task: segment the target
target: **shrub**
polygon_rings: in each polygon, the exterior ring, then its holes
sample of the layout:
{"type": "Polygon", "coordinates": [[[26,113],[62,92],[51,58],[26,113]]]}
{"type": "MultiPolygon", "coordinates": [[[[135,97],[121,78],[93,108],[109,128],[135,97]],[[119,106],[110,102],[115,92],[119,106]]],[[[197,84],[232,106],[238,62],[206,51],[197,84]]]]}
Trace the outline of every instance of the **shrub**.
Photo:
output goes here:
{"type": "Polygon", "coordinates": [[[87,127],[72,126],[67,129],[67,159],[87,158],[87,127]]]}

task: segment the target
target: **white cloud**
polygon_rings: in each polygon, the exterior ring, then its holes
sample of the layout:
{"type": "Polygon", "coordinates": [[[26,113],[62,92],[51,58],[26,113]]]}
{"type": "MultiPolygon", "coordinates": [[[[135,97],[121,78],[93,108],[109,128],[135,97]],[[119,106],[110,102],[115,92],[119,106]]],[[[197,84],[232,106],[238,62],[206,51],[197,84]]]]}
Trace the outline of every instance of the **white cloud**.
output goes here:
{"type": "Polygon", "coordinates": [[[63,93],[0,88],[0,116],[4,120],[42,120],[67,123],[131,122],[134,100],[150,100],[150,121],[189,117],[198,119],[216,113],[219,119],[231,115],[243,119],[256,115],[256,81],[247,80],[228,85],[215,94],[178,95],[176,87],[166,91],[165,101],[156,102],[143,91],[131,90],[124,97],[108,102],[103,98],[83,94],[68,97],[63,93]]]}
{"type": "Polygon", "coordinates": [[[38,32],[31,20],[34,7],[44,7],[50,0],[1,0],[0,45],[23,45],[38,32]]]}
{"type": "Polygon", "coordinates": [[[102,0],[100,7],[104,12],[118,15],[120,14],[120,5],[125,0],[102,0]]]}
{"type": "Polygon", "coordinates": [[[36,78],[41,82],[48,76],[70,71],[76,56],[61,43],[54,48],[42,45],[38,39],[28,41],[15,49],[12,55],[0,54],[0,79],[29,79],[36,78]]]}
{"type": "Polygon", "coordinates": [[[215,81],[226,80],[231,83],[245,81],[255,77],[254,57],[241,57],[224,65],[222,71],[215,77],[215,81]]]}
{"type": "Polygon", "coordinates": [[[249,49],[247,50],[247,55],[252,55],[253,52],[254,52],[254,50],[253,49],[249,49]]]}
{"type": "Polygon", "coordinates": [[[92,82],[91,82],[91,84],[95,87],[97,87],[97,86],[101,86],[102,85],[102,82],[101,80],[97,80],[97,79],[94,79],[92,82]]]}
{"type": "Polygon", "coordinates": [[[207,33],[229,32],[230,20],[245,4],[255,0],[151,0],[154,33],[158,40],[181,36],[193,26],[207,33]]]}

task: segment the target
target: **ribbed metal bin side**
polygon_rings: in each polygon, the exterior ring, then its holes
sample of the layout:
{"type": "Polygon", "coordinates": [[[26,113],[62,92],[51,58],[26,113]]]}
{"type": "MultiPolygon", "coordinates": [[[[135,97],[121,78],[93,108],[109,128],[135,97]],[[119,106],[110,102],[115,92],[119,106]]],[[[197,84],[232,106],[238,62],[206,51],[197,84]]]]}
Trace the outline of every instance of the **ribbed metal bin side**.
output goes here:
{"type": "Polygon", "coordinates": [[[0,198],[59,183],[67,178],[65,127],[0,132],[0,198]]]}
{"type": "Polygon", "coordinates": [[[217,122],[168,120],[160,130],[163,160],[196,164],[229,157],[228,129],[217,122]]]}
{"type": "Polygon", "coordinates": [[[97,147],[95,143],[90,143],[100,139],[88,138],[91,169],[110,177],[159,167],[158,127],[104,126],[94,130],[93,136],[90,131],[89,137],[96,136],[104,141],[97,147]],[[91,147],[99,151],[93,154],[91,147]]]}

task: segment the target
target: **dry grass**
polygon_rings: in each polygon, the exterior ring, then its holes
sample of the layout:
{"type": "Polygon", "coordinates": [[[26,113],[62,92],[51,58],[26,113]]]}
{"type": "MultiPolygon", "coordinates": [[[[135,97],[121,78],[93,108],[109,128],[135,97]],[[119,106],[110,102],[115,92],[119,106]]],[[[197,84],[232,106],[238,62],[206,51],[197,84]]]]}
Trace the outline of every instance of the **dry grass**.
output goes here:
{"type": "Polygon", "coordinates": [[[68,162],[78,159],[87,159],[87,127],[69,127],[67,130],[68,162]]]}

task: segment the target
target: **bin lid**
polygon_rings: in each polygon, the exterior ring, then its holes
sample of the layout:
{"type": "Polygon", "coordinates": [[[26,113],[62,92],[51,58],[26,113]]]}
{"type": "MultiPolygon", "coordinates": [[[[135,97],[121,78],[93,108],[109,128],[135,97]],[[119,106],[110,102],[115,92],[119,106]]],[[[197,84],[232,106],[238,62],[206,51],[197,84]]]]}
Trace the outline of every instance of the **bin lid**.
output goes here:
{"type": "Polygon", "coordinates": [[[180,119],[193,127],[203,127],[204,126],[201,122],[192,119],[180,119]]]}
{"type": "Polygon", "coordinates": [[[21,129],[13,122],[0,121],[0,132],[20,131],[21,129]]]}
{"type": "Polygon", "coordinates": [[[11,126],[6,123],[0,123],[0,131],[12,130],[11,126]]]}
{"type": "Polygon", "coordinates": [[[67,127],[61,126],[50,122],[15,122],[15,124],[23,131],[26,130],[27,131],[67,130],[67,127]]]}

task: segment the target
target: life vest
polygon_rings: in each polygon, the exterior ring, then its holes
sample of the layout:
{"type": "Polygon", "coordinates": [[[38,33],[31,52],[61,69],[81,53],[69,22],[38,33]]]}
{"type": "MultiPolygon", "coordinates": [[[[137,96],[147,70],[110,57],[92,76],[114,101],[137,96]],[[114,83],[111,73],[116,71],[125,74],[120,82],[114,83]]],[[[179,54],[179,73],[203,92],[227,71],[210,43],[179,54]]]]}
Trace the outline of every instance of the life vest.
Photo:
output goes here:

================================

WRITTEN TASK:
Output all of the data again, exactly.

EXERCISE RESPONSE:
task: segment the target
target: **shrub**
polygon_rings: in each polygon, the exterior ring, then its holes
sample of the layout:
{"type": "Polygon", "coordinates": [[[26,113],[62,92],[51,58],[26,113]]]}
{"type": "MultiPolygon", "coordinates": [[[[135,97],[121,78],[93,108],[109,128],[135,97]],[[119,106],[110,102],[115,92],[119,106]]],[[[197,84],[232,106],[238,62],[206,51],[197,84]]]]}
Trace the outline of every instance of the **shrub**.
Photo:
output goes here:
{"type": "Polygon", "coordinates": [[[87,127],[72,126],[67,129],[67,159],[87,158],[87,127]]]}

task: segment the target
target: **white cloud**
polygon_rings: in each polygon, the exterior ring, then its holes
sample of the layout:
{"type": "Polygon", "coordinates": [[[26,113],[62,92],[51,58],[26,113]]]}
{"type": "MultiPolygon", "coordinates": [[[[135,97],[121,78],[93,108],[109,128],[135,97]],[[119,106],[110,102],[115,92],[119,106]]],[[[197,84],[232,106],[238,62],[206,51],[197,84]]]]}
Trace the outline of every instance of the **white cloud**.
output goes here:
{"type": "Polygon", "coordinates": [[[63,93],[0,88],[0,116],[4,120],[42,120],[67,123],[131,122],[134,100],[150,100],[150,121],[189,117],[198,119],[216,113],[219,119],[231,115],[243,119],[256,115],[256,81],[247,80],[228,85],[215,94],[178,95],[176,87],[166,91],[165,101],[156,102],[143,91],[131,90],[124,97],[108,102],[103,98],[83,94],[68,97],[63,93]]]}
{"type": "Polygon", "coordinates": [[[38,32],[31,20],[34,7],[44,7],[50,0],[1,0],[0,45],[23,45],[38,32]]]}
{"type": "Polygon", "coordinates": [[[102,0],[100,7],[104,12],[118,15],[120,14],[120,5],[125,0],[102,0]]]}
{"type": "Polygon", "coordinates": [[[36,78],[41,82],[48,76],[70,71],[76,56],[61,43],[54,48],[42,45],[38,39],[28,41],[15,49],[12,55],[0,54],[0,79],[29,79],[36,78]]]}
{"type": "Polygon", "coordinates": [[[215,81],[226,80],[231,83],[245,81],[255,77],[254,57],[241,57],[224,65],[222,71],[215,77],[215,81]]]}
{"type": "Polygon", "coordinates": [[[249,49],[247,50],[247,55],[252,55],[253,52],[254,52],[254,50],[253,49],[249,49]]]}
{"type": "Polygon", "coordinates": [[[92,82],[91,82],[91,84],[95,87],[97,87],[97,86],[101,86],[102,85],[102,82],[101,80],[97,80],[97,79],[94,79],[92,82]]]}
{"type": "Polygon", "coordinates": [[[207,33],[229,32],[230,20],[245,4],[255,0],[151,0],[154,33],[158,40],[181,36],[193,26],[207,33]]]}

task: segment the target
target: **ribbed metal bin side**
polygon_rings: in each polygon, the exterior ring, then its holes
sample of the layout:
{"type": "Polygon", "coordinates": [[[26,113],[62,92],[51,58],[26,113]]]}
{"type": "MultiPolygon", "coordinates": [[[[135,97],[121,78],[93,108],[109,128],[135,97]],[[119,106],[110,102],[115,92],[119,106]]],[[[197,84],[232,106],[238,62],[206,51],[197,84]]]]}
Trace the outline of every instance of the **ribbed metal bin side**.
output goes here:
{"type": "Polygon", "coordinates": [[[0,198],[59,183],[67,178],[65,127],[0,132],[0,198]]]}
{"type": "Polygon", "coordinates": [[[217,122],[168,120],[160,130],[163,160],[196,164],[229,157],[228,129],[217,122]]]}
{"type": "Polygon", "coordinates": [[[97,147],[95,143],[90,143],[100,139],[88,138],[91,169],[110,177],[159,167],[158,127],[104,126],[94,130],[93,136],[90,131],[89,137],[96,136],[104,141],[97,147]],[[91,147],[99,151],[93,154],[91,147]]]}

task: segment the target
target: **dry grass**
polygon_rings: in each polygon, the exterior ring, then its holes
sample of the layout:
{"type": "Polygon", "coordinates": [[[26,113],[62,92],[51,58],[26,113]]]}
{"type": "MultiPolygon", "coordinates": [[[[135,97],[121,78],[93,108],[109,128],[135,97]],[[119,106],[110,102],[115,92],[119,106]]],[[[197,84],[232,106],[238,62],[206,51],[197,84]]]]}
Trace the outline of every instance of the **dry grass**.
output goes here:
{"type": "Polygon", "coordinates": [[[68,162],[78,159],[87,159],[87,127],[69,127],[67,130],[68,162]]]}

task: segment the target
target: **bin lid**
polygon_rings: in each polygon, the exterior ring, then its holes
sample of the layout:
{"type": "Polygon", "coordinates": [[[26,113],[62,92],[51,58],[26,113]]]}
{"type": "MultiPolygon", "coordinates": [[[[135,97],[121,78],[93,108],[109,128],[135,97]],[[119,106],[110,102],[115,92],[119,106]]],[[[197,84],[232,106],[238,62],[206,51],[197,84]]]]}
Trace the outline of every instance of the **bin lid**.
output goes here:
{"type": "Polygon", "coordinates": [[[180,119],[193,127],[203,127],[204,126],[201,122],[192,119],[180,119]]]}
{"type": "Polygon", "coordinates": [[[21,129],[13,122],[0,121],[0,132],[20,131],[21,129]]]}
{"type": "Polygon", "coordinates": [[[11,126],[6,123],[0,123],[0,131],[12,130],[11,126]]]}
{"type": "Polygon", "coordinates": [[[67,127],[61,126],[50,122],[15,122],[15,124],[23,131],[26,130],[27,131],[67,130],[67,127]]]}

task: segment the target
target: life vest
polygon_rings: in each polygon, the exterior ring, then its holes
sample of the layout:
{"type": "Polygon", "coordinates": [[[38,33],[31,52],[61,69],[81,53],[69,22],[38,33]]]}
{"type": "MultiPolygon", "coordinates": [[[[137,96],[147,70],[110,57],[92,76],[114,101],[137,96]],[[114,83],[111,73],[116,71],[125,74],[120,82],[114,83]]],[[[179,54],[179,73],[203,92],[227,71],[210,43],[179,54]]]]}
Trace the outline of every instance of the life vest.
Photo:
output goes here:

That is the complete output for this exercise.